Task to complete: Copy word for word every row from the line containing "the whitecap, one" to the line containing "point(26, 195)", including both of those lines.
***** Source material
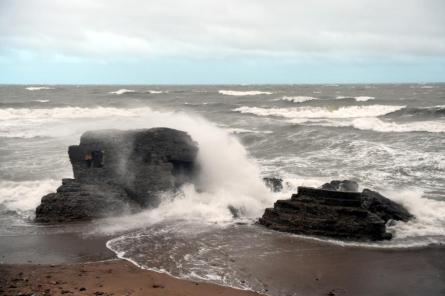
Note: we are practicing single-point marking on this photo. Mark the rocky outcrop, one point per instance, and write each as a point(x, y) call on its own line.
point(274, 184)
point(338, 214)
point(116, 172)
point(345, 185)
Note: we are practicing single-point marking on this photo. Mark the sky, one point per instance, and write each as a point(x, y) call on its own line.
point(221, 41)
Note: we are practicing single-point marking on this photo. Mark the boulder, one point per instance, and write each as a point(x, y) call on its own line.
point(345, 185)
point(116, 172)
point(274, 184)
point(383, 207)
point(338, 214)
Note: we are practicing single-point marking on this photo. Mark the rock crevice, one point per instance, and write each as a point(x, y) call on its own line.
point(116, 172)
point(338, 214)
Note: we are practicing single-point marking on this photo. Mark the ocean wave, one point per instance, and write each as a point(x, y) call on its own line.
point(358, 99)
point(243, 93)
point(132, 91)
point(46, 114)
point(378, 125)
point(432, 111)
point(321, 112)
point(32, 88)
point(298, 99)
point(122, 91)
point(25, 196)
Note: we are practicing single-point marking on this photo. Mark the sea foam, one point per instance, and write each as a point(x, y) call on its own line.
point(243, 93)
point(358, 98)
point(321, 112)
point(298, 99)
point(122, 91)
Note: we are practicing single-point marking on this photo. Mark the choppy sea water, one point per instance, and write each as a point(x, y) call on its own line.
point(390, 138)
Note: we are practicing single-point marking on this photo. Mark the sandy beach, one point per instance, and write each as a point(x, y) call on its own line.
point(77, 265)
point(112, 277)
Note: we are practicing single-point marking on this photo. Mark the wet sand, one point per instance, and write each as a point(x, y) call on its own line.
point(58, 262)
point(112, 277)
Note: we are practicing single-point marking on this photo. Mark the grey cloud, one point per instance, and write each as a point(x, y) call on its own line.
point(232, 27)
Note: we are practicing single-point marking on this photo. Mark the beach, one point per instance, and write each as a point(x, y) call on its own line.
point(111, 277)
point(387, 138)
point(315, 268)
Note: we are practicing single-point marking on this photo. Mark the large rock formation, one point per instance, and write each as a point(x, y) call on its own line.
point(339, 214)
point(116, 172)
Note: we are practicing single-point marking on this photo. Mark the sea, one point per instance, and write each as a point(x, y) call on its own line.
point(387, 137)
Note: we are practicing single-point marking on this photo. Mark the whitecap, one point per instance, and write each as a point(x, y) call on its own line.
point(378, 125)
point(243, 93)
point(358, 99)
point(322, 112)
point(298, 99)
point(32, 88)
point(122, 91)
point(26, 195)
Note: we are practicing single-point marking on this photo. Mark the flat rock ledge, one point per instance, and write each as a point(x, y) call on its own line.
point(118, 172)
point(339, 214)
**********
***** Source material
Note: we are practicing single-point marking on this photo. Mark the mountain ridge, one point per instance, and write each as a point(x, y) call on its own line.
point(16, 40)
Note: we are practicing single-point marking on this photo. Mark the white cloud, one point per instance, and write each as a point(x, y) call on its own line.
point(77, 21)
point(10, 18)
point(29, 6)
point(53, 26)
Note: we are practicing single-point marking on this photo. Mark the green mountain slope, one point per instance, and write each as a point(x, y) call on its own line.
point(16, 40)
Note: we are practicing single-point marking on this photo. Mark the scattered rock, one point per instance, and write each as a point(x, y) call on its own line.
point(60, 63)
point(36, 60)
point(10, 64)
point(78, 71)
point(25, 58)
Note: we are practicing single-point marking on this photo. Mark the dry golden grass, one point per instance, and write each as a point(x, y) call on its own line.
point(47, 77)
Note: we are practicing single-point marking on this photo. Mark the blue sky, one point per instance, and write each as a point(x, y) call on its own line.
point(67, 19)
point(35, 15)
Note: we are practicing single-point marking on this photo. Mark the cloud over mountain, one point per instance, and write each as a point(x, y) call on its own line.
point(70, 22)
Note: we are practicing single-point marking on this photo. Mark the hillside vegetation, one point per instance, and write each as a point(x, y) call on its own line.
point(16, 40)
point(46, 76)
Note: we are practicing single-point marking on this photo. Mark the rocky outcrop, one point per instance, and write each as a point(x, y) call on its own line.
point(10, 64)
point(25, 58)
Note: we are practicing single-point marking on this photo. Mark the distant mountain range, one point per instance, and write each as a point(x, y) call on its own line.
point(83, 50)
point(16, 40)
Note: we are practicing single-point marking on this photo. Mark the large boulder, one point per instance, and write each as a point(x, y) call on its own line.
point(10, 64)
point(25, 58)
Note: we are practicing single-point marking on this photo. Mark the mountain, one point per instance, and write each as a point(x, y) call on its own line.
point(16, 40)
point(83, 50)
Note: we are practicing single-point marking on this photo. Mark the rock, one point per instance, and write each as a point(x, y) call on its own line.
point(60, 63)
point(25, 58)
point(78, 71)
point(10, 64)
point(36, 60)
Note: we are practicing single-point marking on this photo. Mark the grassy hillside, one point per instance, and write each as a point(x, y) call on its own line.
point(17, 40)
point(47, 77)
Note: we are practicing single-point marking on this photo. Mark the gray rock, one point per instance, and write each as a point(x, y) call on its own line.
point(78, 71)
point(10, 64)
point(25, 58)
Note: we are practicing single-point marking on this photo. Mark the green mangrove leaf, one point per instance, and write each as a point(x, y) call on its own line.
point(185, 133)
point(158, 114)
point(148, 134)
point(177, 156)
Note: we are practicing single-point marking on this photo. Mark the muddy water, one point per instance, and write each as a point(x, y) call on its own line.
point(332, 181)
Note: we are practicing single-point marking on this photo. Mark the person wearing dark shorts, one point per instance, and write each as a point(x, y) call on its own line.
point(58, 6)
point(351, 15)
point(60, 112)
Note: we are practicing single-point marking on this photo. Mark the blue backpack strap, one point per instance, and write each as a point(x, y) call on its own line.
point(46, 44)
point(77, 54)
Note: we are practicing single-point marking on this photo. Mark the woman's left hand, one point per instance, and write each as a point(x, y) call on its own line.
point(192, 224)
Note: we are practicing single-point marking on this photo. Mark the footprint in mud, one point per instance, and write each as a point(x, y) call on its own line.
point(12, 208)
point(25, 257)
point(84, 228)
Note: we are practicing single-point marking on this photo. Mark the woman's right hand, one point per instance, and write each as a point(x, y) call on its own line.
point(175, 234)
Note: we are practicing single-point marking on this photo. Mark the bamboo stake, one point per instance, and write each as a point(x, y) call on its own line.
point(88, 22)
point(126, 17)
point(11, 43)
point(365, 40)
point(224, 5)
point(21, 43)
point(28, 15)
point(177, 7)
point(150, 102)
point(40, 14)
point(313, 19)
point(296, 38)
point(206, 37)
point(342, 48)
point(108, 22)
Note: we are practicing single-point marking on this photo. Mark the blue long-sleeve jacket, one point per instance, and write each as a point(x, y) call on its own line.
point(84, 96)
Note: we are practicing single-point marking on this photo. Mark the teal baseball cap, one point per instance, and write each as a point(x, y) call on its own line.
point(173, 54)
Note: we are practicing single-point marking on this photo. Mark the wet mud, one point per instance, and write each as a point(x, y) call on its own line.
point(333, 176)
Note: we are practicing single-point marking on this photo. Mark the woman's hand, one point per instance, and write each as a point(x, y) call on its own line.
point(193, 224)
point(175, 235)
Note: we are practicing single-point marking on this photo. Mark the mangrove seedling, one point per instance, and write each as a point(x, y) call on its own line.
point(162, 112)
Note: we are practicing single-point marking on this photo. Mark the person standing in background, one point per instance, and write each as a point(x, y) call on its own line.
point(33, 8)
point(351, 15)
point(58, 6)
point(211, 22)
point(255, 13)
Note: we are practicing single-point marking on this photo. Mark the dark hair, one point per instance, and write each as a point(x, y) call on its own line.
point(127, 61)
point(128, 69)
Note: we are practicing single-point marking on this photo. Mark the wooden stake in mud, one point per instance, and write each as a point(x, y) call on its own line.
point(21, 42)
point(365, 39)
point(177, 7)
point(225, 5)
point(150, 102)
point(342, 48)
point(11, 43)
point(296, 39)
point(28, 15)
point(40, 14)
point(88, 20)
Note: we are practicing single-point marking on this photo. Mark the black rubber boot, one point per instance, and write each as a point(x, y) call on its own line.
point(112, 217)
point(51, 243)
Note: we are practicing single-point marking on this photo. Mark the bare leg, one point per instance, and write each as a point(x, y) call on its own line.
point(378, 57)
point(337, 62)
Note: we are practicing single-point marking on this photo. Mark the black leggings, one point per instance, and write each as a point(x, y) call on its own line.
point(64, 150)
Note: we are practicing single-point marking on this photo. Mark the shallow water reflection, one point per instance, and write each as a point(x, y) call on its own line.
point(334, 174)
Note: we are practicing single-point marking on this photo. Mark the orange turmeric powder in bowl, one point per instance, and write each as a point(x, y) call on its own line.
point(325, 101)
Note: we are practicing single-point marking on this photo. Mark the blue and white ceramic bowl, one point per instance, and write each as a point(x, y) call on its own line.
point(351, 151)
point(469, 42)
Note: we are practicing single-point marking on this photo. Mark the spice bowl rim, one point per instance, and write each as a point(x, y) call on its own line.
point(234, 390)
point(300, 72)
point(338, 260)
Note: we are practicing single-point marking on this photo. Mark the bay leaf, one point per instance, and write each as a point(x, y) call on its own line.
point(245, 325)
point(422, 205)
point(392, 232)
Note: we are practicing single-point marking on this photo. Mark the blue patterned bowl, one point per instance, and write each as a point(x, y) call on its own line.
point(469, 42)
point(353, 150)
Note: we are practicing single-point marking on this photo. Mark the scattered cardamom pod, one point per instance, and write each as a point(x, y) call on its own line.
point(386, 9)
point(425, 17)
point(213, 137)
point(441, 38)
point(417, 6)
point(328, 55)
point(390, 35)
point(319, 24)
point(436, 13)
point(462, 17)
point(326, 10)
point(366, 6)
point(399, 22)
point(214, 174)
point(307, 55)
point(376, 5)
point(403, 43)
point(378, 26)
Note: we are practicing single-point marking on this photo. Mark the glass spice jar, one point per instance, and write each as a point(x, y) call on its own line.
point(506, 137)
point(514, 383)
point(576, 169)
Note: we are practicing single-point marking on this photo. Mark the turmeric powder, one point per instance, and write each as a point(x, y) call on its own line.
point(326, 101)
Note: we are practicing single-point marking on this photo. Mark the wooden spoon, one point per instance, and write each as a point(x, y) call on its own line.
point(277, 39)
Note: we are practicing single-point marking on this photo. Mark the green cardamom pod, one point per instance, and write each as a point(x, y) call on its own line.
**********
***** Source material
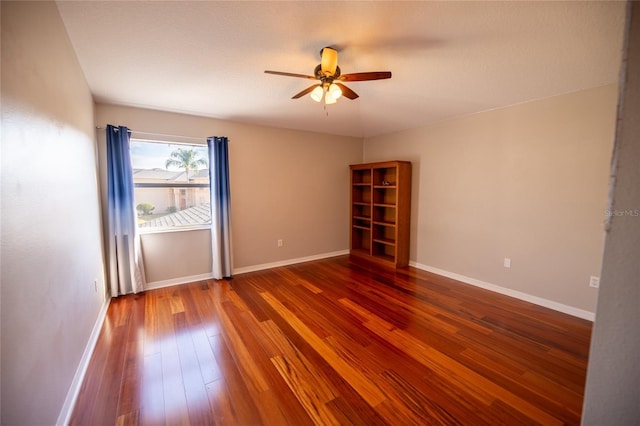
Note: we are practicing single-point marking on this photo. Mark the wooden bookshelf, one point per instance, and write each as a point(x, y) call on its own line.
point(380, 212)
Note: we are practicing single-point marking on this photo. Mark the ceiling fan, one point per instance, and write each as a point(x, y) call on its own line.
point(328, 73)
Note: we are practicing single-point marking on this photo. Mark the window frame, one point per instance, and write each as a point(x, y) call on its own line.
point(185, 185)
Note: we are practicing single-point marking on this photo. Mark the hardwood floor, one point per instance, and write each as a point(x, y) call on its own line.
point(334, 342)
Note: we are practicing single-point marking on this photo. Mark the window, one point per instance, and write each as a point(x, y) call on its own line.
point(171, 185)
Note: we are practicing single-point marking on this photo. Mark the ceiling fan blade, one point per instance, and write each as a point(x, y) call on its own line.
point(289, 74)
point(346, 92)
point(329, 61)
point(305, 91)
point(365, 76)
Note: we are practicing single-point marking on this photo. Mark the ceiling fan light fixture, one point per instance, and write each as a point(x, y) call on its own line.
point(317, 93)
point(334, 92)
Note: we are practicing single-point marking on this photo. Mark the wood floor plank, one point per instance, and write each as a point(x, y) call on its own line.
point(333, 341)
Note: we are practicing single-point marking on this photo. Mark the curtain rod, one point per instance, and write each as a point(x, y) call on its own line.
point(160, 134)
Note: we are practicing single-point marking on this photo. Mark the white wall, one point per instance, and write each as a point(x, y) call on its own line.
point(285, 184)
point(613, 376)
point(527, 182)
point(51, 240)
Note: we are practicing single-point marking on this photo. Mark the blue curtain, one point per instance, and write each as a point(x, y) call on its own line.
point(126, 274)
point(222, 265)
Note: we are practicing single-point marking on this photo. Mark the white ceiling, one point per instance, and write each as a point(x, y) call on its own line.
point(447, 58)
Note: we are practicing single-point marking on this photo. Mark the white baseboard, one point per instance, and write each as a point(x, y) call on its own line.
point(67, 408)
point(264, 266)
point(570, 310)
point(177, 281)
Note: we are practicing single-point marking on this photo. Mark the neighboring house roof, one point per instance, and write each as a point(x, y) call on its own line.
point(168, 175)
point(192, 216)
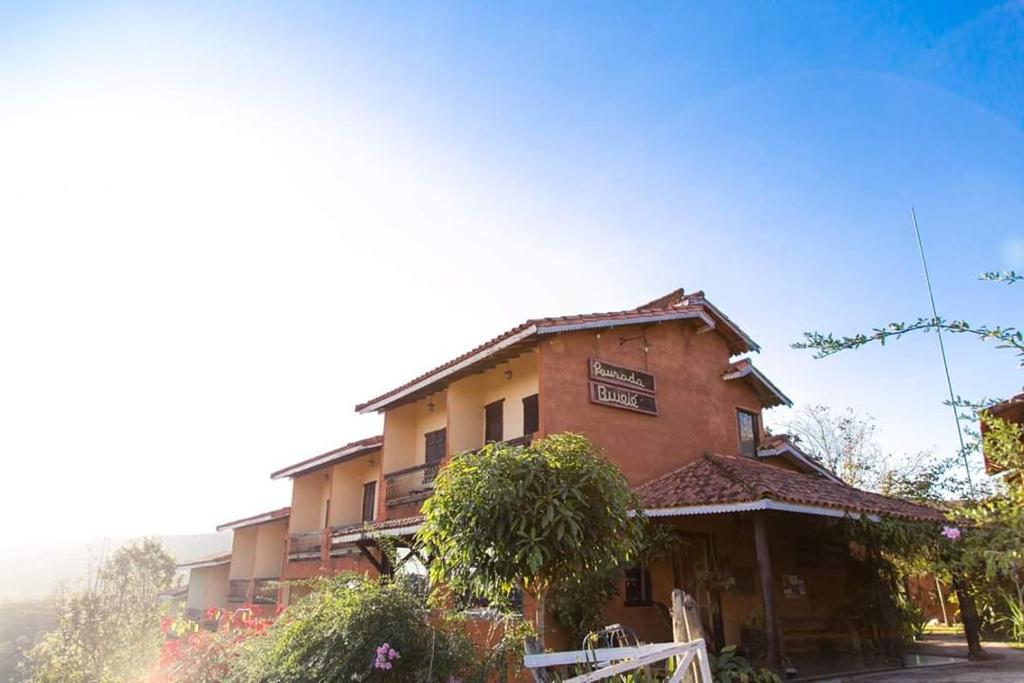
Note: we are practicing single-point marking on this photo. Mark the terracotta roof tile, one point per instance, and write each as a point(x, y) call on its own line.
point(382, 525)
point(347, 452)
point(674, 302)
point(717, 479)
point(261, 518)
**********
Worked answer:
Note: we are practicing single-point marking on this photo. Mark the whitecap, one point per instance, and write each as a point(x, y) call on its own line.
point(378, 125)
point(243, 93)
point(358, 99)
point(322, 112)
point(298, 99)
point(32, 88)
point(122, 91)
point(26, 195)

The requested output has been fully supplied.